[DIRECTIONS] Filter the entries below, keeping only the lines that contain the word "each".

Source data

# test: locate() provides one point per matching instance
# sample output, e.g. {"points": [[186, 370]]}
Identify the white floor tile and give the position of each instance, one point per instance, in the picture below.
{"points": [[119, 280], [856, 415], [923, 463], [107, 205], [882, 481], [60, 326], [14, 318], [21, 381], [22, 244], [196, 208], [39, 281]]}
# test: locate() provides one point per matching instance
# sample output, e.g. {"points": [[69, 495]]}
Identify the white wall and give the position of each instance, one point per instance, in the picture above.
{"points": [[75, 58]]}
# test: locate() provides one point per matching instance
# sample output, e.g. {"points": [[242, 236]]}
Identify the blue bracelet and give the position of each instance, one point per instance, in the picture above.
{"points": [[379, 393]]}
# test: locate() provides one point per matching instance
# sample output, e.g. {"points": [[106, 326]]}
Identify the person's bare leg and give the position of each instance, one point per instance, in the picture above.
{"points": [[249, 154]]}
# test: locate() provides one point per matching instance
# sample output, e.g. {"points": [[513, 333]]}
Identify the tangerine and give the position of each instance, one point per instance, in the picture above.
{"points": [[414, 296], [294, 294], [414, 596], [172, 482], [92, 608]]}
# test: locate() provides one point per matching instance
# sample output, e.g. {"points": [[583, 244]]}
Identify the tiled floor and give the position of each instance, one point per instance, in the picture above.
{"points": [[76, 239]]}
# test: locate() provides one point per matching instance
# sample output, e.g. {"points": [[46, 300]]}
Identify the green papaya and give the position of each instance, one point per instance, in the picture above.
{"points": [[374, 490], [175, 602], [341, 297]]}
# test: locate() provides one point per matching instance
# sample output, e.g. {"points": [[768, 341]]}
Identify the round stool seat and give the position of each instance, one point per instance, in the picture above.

[ANSWER FOR THIS EXERCISE]
Identify the white floor tile and give the position of each instance, one point per instance, in the picture below.
Identify the white wall and give the position of each instance, one point per instance, in the picture above.
Identify the blue bracelet and give the position of each instance, one point per instance, in the picture above.
Identify the person's bare leg and give the position of each instance, one point per instance, in the picture above.
Identify the tangerine and give the position of each instance, one point per instance, in the picture above.
Identify the tiled floor and give the position of each instance, one point per instance, in the picture above.
Identify the green papaya and give the position of each instance, one point per instance, in the picture above.
Identify the round stool seat and give the position of each instance, one point per instance, in the picture above.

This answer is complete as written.